- _Requirement_: Your answer must be an exact copy of the entries, containing no images.

Photo-based referring expression data:
# # #
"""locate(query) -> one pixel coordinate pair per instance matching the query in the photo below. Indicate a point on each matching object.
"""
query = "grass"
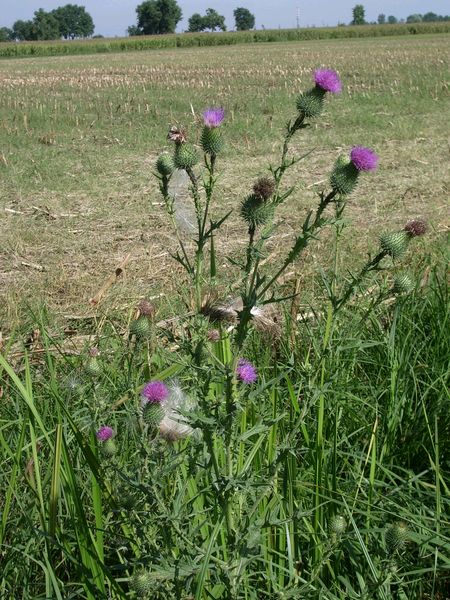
(83, 521)
(327, 477)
# # #
- _Reply_:
"""locate(query) -> one pixel coordinate pair per instance matching the query in the photo below. Indicate a point on each matching object.
"""
query = "grass"
(83, 521)
(327, 477)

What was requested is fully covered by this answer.